Requirement ->
Write out the data exactly, please, and omit the pictures.

Data provided ->
····················

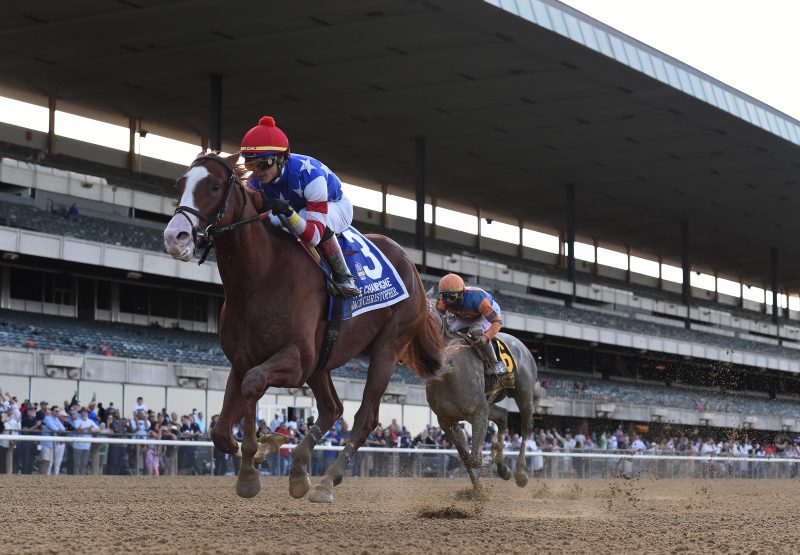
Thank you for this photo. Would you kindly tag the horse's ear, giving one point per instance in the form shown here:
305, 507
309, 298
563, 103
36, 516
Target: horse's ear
233, 161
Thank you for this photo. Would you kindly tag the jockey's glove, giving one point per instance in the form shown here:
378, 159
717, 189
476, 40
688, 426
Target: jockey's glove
278, 206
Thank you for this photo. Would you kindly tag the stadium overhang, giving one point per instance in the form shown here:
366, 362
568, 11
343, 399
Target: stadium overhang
514, 100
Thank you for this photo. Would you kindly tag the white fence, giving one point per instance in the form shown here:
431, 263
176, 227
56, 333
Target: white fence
400, 462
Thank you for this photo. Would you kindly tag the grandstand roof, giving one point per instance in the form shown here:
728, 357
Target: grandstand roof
512, 110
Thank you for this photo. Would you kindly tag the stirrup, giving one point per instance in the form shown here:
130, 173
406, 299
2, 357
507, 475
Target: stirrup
499, 369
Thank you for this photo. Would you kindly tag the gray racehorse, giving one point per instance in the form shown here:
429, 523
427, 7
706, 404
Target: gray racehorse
458, 394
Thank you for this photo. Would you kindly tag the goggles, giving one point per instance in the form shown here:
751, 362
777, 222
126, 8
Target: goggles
262, 163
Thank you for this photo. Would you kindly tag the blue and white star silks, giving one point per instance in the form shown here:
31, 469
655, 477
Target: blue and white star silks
304, 181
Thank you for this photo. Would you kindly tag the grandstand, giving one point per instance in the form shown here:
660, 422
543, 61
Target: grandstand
98, 288
602, 303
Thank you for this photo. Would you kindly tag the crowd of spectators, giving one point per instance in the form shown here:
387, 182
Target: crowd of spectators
93, 419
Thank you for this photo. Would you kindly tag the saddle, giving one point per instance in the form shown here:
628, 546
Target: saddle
494, 384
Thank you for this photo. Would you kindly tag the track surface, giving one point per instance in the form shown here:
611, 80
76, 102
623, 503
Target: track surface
373, 515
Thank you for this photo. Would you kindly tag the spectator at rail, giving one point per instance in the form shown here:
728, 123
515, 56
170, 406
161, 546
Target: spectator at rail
153, 452
100, 461
169, 432
12, 426
139, 407
187, 455
200, 421
116, 452
52, 452
275, 422
27, 449
42, 411
80, 451
220, 458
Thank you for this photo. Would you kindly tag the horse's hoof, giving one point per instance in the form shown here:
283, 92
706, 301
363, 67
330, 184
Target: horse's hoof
248, 489
299, 485
321, 494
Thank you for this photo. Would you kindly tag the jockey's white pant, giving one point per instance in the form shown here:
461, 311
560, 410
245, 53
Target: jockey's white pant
461, 323
338, 218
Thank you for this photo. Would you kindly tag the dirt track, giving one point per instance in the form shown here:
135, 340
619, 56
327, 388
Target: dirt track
188, 515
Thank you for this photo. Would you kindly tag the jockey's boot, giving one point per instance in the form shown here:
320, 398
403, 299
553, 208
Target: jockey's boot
495, 366
332, 253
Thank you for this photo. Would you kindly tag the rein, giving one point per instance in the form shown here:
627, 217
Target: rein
213, 230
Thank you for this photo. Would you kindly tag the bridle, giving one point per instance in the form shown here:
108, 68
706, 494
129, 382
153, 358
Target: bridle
213, 229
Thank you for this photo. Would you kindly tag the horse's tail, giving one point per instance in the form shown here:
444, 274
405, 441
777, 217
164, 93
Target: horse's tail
427, 353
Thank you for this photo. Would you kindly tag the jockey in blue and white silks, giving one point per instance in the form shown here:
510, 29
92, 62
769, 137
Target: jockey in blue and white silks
475, 309
314, 192
303, 190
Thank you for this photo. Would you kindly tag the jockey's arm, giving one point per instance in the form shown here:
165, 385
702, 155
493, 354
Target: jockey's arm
310, 228
492, 316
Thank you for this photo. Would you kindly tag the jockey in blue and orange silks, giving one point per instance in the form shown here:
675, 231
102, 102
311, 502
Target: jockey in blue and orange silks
305, 191
475, 309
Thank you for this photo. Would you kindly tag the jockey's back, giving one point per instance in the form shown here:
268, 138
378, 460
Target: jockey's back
477, 303
304, 181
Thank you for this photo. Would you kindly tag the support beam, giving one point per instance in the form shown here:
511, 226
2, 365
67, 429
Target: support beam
132, 123
478, 242
570, 206
215, 112
384, 214
686, 267
51, 125
773, 254
419, 145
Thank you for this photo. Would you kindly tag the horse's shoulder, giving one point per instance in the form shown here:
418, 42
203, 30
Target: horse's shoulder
387, 246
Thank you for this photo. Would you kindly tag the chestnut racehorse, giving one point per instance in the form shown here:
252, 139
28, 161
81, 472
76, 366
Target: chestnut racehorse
272, 323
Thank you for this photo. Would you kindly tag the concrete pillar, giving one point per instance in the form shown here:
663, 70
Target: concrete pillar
773, 254
51, 125
215, 113
686, 267
570, 231
419, 145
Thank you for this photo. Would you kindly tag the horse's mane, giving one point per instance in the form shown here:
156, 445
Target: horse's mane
238, 169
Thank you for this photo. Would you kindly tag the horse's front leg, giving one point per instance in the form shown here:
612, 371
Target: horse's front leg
276, 370
222, 432
499, 416
380, 371
456, 437
330, 408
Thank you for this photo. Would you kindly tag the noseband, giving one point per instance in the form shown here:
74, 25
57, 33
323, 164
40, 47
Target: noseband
213, 229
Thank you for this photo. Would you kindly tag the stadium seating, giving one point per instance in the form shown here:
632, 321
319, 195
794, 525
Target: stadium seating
583, 387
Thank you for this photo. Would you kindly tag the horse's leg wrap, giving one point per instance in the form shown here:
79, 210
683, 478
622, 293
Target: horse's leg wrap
329, 248
323, 493
299, 482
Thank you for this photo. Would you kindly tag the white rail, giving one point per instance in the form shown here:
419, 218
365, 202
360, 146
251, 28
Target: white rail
630, 455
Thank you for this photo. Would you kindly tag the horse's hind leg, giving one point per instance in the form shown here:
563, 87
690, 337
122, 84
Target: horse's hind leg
330, 408
526, 414
499, 416
254, 384
454, 434
222, 432
380, 371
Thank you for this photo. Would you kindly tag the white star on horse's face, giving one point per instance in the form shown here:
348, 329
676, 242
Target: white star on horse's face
306, 166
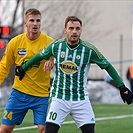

····················

Exercise answer ->
Thank you for this photo. Would you kindly tag the horse's ear, giving one point per instance in the form shown here:
305, 507
309, 298
563, 103
36, 516
Target: horse's ear
233, 161
Thank you for this photo. Would you kindly tag the jockey's glove, giving one point per instance in the form shown here:
378, 159
717, 189
476, 40
688, 426
Target: jockey's glove
278, 206
Thank you for this photo. Would you kindly tag the stadium overhang, giving one point per instance in the form shown here:
366, 362
568, 11
343, 399
Target: stadium overhang
514, 100
Thank you for this photo. Would you kindly tag the white fence, giving one point per instance in the form shown here:
431, 263
176, 227
56, 333
Target: white fence
400, 462
Thank you for this photo. Would you kindly tag the grandstand roof, giving one point per instance in the form shown here:
728, 357
Target: grandstand roof
512, 110
Thank you for this photo. Would you kindly tag the stirrup, giving one point per instance in the form shown here:
130, 173
406, 299
2, 357
507, 475
Target: stirrup
499, 369
Thank you for this photo. Would you kindly tag the gray racehorse, giving one point per instance in the form shown here:
429, 523
427, 7
706, 404
Target: gray racehorse
458, 394
Thank you for this photo. Would you kindly tag the goggles, giving one point per instance in the form shown here:
751, 362
777, 222
126, 8
Target: goggles
262, 163
Thank you for this photo. Would you kindly tag the blue and white star silks, giving one point per instance in the form shown here:
31, 469
655, 477
Target: blue and white star silks
304, 181
Thank you for this photo. Would you kindly tag the grandstand, giving one point per instance in the form shown here:
660, 422
543, 61
Target: grandstand
98, 288
602, 303
Thank you for this photo. Would you kindly tag the crowd of spectators, giving one point per instance in the form shown here:
387, 182
Target: crowd of spectators
93, 419
Thank you for this photo. Would you kindly tag the saddle, giving one point per instance in the form shown here:
628, 546
Target: saddle
494, 384
Thank you for this photo. Would you kindly tag the track surface, giving one point per instance in the form shown here:
611, 80
76, 102
623, 503
Target: track surface
373, 515
Thank you for this photo. Would you kindly tag the spectator at rail, giving one point per instance in the form shown here:
728, 123
515, 56
170, 406
161, 546
Target: spectator at rail
153, 452
100, 461
169, 432
12, 426
139, 407
187, 455
200, 421
116, 452
52, 452
275, 422
27, 449
42, 411
80, 451
220, 458
Thank you for this photo. Would you kindly tag the horse's hoof, giving one point per instance in the form shown here:
283, 92
706, 301
363, 67
330, 184
Target: horse's hoof
248, 489
299, 485
321, 494
Thank you for this photo. Would you kindly tag the jockey's white pant, giving one point per instance in the form shown here:
461, 311
560, 410
245, 53
Target: jockey's white pant
461, 323
338, 218
Thank you for this photo. Would you kindly tag the dirt track, giving one point per instance in the form shown here:
135, 340
619, 56
327, 388
Target: dirt track
188, 515
Thank you for this photo. Would you kindly tag the jockey's boot, giving one point per instance in the form shown here:
320, 398
403, 299
553, 208
Target: jockey's boot
495, 366
332, 253
Thank you for this photo. Would you kindly tag the rein, giving one point per instance in the form shown here:
627, 217
Target: rein
213, 230
Thank you for this photo. Would you kindly tag the bridle, giving one point per instance in the form shown here:
108, 68
706, 494
129, 382
153, 358
Target: bridle
213, 229
Thank you for this photo. Would you kindly tag the horse's tail, giving one point per instance in the form shown here:
444, 274
405, 441
777, 217
164, 93
Target: horse's tail
427, 353
Thank you for this photo. Would you kindly tag the jockey in blue and white silks, giving one point per instance in the form shown here:
510, 29
92, 62
769, 137
Target: jockey in blue and white silks
475, 309
314, 192
303, 190
Thank you for this photo. Would you kindly tag the jockey's arm, giving one point per instance in the form shown here:
165, 385
702, 155
493, 354
Target: jockey's arm
310, 228
492, 316
Thank you for this photo. Would you kindly tag the jockey in blue and orange silks, giving one point per instance in the form shown here:
675, 231
102, 102
311, 502
Target: jockey in blue and orange silks
305, 191
475, 309
Thank you for this photo. Would you kindly tag the jockey's back, giving one point per instance in the form shown here:
268, 138
378, 460
Target: jockey's back
477, 303
304, 181
Thank you for this photo. Would you kindly tag the support beam, giving one point per instance in the form shown here:
511, 226
2, 365
67, 429
Target: support beam
132, 123
478, 242
570, 206
215, 112
384, 214
686, 267
51, 125
773, 254
419, 145
Thank you for this photo. Would you kindly tag the horse's shoulder, giving one point per instance in the form shown here:
418, 42
203, 30
Target: horse's shoulder
387, 246
Thank you for this photo. Would you kindly tag the chestnut racehorse, giving one point per instance in the form shown here:
252, 139
28, 161
81, 472
76, 366
Target: chestnut racehorse
272, 323
Thank you for this photo. Would you kindly tag the concrete pillar, giving one point per instance in the form shown here:
663, 70
Target: concrete pillar
773, 254
51, 125
215, 113
686, 267
570, 231
419, 145
Thank you for this photo. Would you kindly tag the horse's mane, giving one point per instance in the form shown here:
156, 445
Target: horse's mane
238, 169
Thank you for this photo. Would you kindly tag the horse's front leg, giving one point per instance in the form shown here:
612, 371
Target: horse's front leg
276, 370
222, 432
499, 416
380, 371
456, 437
330, 408
Thank you for this photo. Would you kindly tag the noseband, giving one point per instance in the form shown here:
74, 25
57, 33
323, 164
40, 47
Target: noseband
213, 229
Thank you for this photo. Would you kindly tag the stadium seating, giving one point per instance in the form shown here:
632, 321
319, 195
794, 525
Target: stadium seating
583, 387
Thank you for this photo. Would you kindly tag the horse's leg wrap, giving one point per instance in the form shown here:
79, 210
683, 478
622, 293
Target: horse's leg wrap
329, 248
323, 493
299, 482
Thank you for this photo. Would you kindly tag the white rail, giving one point per instance in the form shown here:
419, 218
365, 202
360, 146
251, 28
Target: white rail
630, 455
Thank you for this photo. Would you kindly tag the horse's hind leg, giving one point per instance in the form shown here:
563, 87
690, 337
122, 84
Target: horse's hind leg
330, 408
526, 414
499, 416
254, 384
454, 434
222, 432
380, 371
Thank you for this photo. Would you kindly tag the white star on horse's face, giving one point per instance in the form shown here:
348, 329
676, 242
Target: white star on horse's face
306, 166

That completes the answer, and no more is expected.